:: Exercise ::
Transcribe the data below exactly, but only from the line containing "shoe with a single marker." through its final line, both included.

--- Excerpted records ---

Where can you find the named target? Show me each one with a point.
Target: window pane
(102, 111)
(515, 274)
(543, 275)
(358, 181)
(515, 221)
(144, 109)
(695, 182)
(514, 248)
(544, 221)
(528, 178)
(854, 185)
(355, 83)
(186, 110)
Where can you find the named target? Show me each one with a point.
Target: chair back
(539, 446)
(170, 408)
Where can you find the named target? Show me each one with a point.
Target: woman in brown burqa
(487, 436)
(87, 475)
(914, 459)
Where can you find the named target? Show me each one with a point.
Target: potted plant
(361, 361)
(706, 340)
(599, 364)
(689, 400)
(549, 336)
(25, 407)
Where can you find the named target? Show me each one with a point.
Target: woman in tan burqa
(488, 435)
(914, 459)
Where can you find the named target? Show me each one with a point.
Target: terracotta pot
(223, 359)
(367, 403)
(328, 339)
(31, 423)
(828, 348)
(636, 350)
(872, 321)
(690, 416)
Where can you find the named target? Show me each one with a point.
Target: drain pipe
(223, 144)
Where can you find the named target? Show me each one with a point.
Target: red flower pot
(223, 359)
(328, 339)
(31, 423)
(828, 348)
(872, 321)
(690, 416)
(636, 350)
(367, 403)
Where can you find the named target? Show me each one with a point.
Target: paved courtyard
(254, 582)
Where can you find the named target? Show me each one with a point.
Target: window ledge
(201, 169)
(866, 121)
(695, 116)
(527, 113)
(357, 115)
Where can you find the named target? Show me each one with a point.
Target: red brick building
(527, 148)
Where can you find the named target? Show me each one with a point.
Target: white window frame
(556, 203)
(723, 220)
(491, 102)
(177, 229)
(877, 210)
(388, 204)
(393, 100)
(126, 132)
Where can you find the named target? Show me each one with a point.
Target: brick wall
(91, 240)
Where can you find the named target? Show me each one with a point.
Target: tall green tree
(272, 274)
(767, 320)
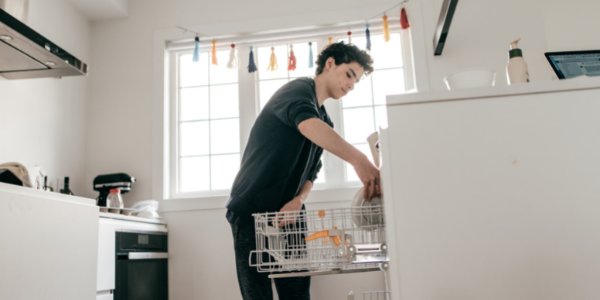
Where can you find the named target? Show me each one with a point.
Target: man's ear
(329, 63)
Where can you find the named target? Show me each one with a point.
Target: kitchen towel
(32, 177)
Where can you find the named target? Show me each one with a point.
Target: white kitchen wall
(43, 121)
(120, 137)
(572, 25)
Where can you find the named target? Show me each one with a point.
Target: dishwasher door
(141, 266)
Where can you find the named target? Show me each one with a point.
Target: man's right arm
(321, 134)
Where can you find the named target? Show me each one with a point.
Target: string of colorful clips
(291, 58)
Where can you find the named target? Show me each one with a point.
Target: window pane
(264, 58)
(386, 55)
(380, 117)
(301, 51)
(224, 101)
(193, 138)
(360, 96)
(194, 104)
(350, 172)
(387, 82)
(221, 74)
(268, 88)
(194, 174)
(225, 136)
(193, 73)
(358, 124)
(224, 168)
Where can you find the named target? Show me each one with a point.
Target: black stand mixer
(104, 183)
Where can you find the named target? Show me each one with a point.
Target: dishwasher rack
(319, 242)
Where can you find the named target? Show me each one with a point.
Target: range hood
(25, 53)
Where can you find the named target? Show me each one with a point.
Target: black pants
(255, 285)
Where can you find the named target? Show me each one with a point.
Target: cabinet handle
(147, 255)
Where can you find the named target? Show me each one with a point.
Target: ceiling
(96, 10)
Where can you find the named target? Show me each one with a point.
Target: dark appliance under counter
(141, 265)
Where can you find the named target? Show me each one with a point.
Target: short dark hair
(344, 54)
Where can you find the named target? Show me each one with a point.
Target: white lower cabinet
(106, 256)
(494, 193)
(104, 296)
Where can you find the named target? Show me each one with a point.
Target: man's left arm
(296, 203)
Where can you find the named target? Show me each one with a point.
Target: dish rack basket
(333, 241)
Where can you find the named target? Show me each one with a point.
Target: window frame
(249, 102)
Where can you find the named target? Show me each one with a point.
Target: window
(208, 133)
(269, 82)
(364, 109)
(209, 104)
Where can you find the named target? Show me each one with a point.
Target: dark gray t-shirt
(278, 159)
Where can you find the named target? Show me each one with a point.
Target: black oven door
(141, 267)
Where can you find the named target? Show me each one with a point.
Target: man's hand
(293, 206)
(369, 176)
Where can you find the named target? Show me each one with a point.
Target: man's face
(342, 78)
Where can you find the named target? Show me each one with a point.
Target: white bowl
(470, 79)
(364, 216)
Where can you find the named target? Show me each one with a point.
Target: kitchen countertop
(21, 190)
(578, 83)
(131, 218)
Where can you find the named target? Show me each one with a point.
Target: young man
(282, 159)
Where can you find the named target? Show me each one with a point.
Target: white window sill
(218, 202)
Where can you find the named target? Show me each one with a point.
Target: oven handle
(147, 255)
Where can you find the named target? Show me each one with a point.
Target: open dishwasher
(322, 242)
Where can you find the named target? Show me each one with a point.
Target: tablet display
(569, 64)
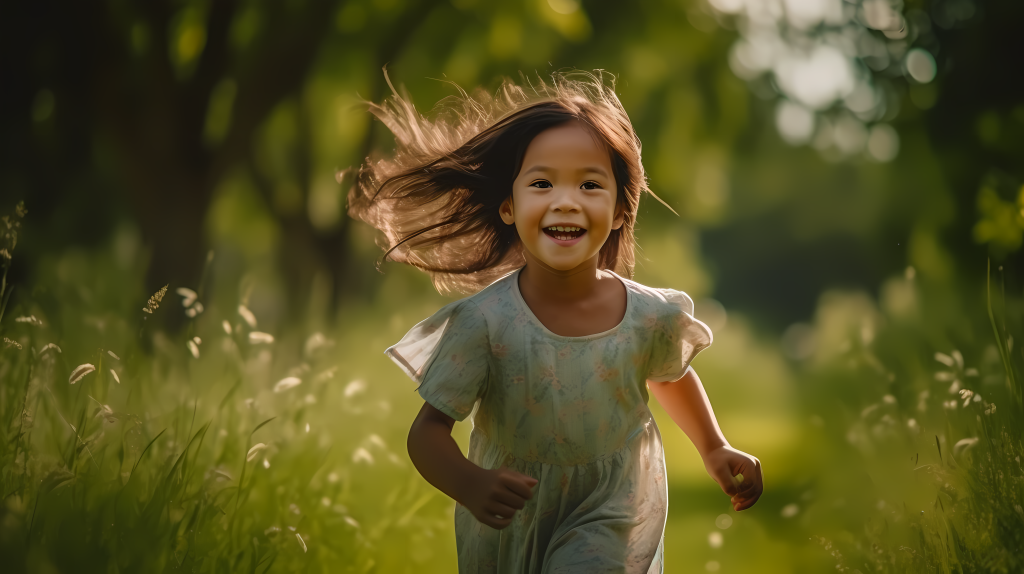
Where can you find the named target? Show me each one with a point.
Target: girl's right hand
(497, 494)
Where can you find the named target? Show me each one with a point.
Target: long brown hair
(436, 200)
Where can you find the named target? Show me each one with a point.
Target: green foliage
(921, 415)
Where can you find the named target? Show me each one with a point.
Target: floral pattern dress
(570, 411)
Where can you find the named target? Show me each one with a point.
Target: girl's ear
(620, 216)
(505, 211)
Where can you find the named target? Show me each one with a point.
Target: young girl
(529, 199)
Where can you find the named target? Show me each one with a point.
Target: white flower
(254, 451)
(258, 338)
(286, 384)
(354, 388)
(248, 316)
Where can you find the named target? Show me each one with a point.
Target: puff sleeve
(449, 355)
(678, 337)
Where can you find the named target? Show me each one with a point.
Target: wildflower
(194, 310)
(48, 347)
(248, 316)
(80, 371)
(254, 451)
(154, 302)
(286, 384)
(964, 444)
(354, 388)
(188, 295)
(258, 338)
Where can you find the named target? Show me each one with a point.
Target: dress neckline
(529, 312)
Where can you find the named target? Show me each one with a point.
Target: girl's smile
(564, 201)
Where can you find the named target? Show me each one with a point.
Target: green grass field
(243, 444)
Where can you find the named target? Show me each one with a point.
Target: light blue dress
(570, 411)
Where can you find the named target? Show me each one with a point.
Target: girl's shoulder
(660, 300)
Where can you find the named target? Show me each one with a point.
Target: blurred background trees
(843, 170)
(221, 124)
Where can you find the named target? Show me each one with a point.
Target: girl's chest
(526, 360)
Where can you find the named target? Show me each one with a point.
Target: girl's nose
(564, 201)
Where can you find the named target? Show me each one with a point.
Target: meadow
(890, 432)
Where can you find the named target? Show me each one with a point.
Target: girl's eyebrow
(589, 169)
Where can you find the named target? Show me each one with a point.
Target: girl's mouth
(565, 235)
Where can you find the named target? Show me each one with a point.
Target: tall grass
(223, 448)
(928, 434)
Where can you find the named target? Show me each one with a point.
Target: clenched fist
(495, 495)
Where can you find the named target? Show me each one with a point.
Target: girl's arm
(687, 404)
(493, 496)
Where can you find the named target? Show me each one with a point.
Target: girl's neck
(555, 285)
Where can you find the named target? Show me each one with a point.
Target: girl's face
(563, 202)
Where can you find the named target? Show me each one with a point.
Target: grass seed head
(286, 384)
(248, 316)
(154, 302)
(260, 338)
(188, 295)
(80, 371)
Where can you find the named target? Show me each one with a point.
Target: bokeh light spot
(795, 123)
(883, 143)
(920, 65)
(723, 521)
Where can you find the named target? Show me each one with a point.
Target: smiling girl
(528, 200)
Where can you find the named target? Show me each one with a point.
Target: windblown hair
(437, 200)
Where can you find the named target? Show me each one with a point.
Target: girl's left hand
(724, 464)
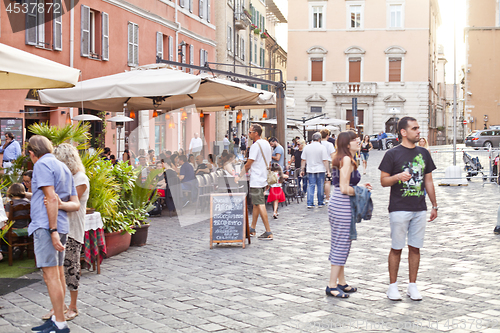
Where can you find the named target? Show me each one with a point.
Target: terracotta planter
(116, 242)
(141, 235)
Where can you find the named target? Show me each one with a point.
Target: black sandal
(347, 288)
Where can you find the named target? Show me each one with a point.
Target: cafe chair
(19, 237)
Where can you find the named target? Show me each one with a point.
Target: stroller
(473, 167)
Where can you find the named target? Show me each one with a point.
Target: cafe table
(94, 244)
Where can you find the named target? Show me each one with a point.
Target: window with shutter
(208, 10)
(394, 70)
(31, 24)
(159, 44)
(85, 31)
(57, 38)
(105, 36)
(136, 44)
(170, 48)
(317, 69)
(242, 52)
(191, 57)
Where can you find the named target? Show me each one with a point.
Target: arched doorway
(391, 125)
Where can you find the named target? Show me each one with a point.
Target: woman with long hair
(344, 176)
(366, 146)
(69, 155)
(276, 194)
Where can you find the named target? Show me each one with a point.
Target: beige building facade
(482, 69)
(382, 52)
(245, 36)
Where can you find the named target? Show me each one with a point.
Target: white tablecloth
(93, 221)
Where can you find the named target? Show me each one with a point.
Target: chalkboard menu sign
(14, 125)
(228, 218)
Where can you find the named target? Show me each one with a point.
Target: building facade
(482, 70)
(382, 52)
(246, 44)
(108, 37)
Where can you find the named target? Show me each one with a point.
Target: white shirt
(77, 219)
(196, 145)
(258, 170)
(315, 154)
(330, 149)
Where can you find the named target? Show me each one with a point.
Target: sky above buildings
(451, 10)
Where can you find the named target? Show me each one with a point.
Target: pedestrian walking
(49, 224)
(345, 175)
(366, 146)
(276, 194)
(297, 160)
(379, 141)
(278, 155)
(68, 154)
(258, 161)
(423, 143)
(316, 158)
(226, 143)
(407, 169)
(243, 145)
(11, 150)
(236, 145)
(330, 150)
(196, 145)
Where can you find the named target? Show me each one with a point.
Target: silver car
(483, 138)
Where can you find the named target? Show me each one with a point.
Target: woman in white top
(229, 169)
(68, 154)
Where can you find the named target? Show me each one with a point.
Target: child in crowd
(276, 194)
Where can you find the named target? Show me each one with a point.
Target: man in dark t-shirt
(407, 169)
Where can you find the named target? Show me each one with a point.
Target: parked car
(483, 138)
(391, 141)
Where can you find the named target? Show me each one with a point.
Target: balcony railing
(242, 21)
(355, 88)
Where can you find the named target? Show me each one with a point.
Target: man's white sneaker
(393, 292)
(413, 293)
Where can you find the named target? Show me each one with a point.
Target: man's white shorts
(407, 223)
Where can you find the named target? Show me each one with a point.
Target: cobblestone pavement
(177, 284)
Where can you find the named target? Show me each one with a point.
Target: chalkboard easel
(229, 218)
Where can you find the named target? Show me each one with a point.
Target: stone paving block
(211, 327)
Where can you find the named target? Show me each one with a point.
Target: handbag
(271, 176)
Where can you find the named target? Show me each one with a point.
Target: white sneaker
(413, 293)
(393, 292)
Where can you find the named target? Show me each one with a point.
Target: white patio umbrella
(158, 88)
(325, 121)
(141, 89)
(23, 70)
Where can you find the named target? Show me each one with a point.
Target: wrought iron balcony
(354, 89)
(242, 21)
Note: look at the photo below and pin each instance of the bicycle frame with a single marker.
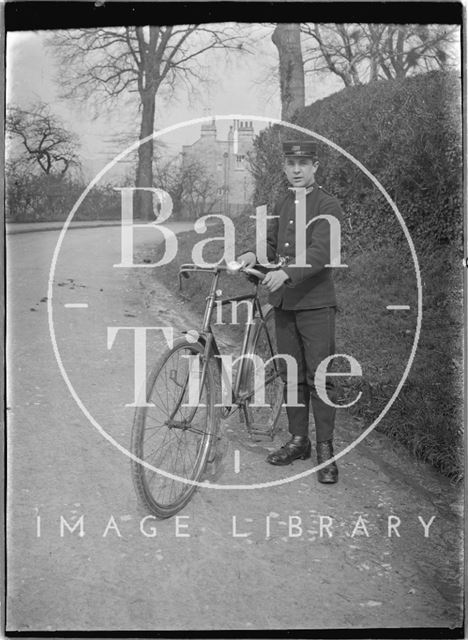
(206, 336)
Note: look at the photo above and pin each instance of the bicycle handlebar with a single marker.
(230, 267)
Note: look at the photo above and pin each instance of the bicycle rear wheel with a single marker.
(264, 420)
(172, 438)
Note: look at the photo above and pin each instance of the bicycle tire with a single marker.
(264, 419)
(182, 451)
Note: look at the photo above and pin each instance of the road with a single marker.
(128, 573)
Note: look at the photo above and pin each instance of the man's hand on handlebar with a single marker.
(249, 259)
(275, 279)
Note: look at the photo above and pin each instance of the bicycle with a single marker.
(175, 439)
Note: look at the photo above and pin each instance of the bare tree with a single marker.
(287, 39)
(44, 143)
(360, 53)
(144, 60)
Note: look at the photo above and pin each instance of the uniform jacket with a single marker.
(308, 287)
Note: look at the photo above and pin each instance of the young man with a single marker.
(305, 305)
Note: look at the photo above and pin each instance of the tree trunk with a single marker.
(144, 175)
(287, 39)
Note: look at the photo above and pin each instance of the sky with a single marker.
(241, 85)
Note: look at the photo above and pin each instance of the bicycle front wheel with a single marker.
(172, 436)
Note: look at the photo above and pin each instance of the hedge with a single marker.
(408, 134)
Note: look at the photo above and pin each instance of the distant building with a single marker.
(226, 164)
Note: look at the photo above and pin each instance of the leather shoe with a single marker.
(328, 474)
(297, 447)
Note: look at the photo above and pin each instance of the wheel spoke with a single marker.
(171, 437)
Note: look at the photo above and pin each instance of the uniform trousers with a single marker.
(308, 335)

---

:: Response for this exercise ::
Note: look at the photo above and pin each instance of the leather shoe with a single marker.
(328, 474)
(297, 447)
Note: look at the photo above and pin each instance of the wheel spoke with a single marker.
(171, 437)
Note: look at the photo above and pin each instance of the uniform trousers with a single marker.
(308, 335)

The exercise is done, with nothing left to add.